ACTION ITEM
Repeat the listing exactly. Pictures stay out of your copy.

STORED DATA
• • • •
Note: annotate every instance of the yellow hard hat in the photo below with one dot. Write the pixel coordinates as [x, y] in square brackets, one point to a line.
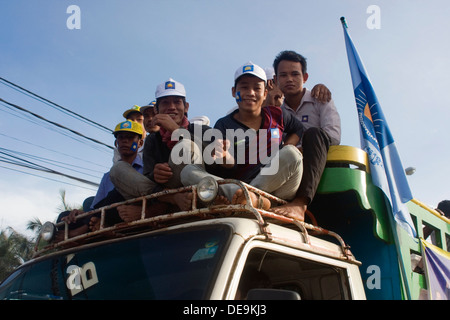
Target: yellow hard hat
[134, 108]
[129, 126]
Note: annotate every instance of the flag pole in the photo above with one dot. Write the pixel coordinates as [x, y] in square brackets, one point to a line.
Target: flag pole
[392, 222]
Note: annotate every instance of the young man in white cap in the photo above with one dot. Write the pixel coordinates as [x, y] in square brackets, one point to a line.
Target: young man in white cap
[277, 171]
[159, 171]
[149, 111]
[321, 121]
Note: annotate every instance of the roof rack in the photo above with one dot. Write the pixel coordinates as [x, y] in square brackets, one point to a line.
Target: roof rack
[198, 211]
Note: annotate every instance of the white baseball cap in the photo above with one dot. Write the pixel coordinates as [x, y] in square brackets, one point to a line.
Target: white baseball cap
[269, 73]
[250, 68]
[170, 88]
[150, 105]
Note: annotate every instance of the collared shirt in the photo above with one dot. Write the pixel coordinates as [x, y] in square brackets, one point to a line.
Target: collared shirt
[312, 113]
[106, 184]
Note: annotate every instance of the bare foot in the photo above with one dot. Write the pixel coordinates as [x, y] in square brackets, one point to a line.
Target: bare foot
[295, 210]
[258, 202]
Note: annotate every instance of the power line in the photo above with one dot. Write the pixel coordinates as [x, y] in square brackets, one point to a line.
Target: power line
[54, 123]
[31, 165]
[35, 175]
[53, 104]
[56, 163]
[54, 151]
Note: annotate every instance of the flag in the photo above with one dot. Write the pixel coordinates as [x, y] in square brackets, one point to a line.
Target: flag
[437, 270]
[376, 139]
• • • •
RESULT BELOW
Note: annotate every instance of the yellow hard hat in the photo below with one dot. Write the pixel coordinates as [x, y] in square brackets, one point to a line.
Target: yellow hard hat
[134, 108]
[129, 126]
Note: annotate every instance of the flag pole in the photo above with one dot. Write the pixel coordinates as [x, y] in square brackets, one point to a line.
Target: flag pole
[392, 222]
Note: annotate every instance of the young man in white cap in the photo above with one dot. Write the pixel coordinates as [x, y] in square brackets, one point to a line.
Target: young man in white cap
[277, 171]
[159, 171]
[149, 111]
[321, 121]
Note: annotate every instance of the roof rack in the photo above with one dot. Write the pixel coordinates as [x, y] in square brackets, one point to a line.
Target: roof rack
[198, 211]
Note: annotate every instance of the white baseball cap in the photo above with one dot. Write the pixel coordinates as [x, y] in square brackets, one point to a line.
Target: white baseball cap
[269, 73]
[250, 68]
[170, 88]
[150, 105]
Note: annotate every instance of the collared shirt in the photo above with one dot. Write the pixel coordinates as [x, y] in square brackets, one point to a line.
Target: collared shirt
[312, 113]
[106, 184]
Note: annotate every instance of the bare foot in the photo above with one dot. Write the pixel coordinates as [x, y] in square brackets, one point to a line.
Target: bare foot
[295, 210]
[258, 202]
Note: annotate every instance of the power line in the photo above with one dot. Write the pixel coordinates as [x, y] in square brackets, one point to a line.
Target: power line
[54, 123]
[31, 165]
[35, 175]
[53, 104]
[56, 163]
[54, 151]
Note: annotate every instance of the flag in the photo above with one dot. Write the pixel coordinates as [x, y] in square brackets, one point to a line.
Target: flag
[437, 270]
[376, 139]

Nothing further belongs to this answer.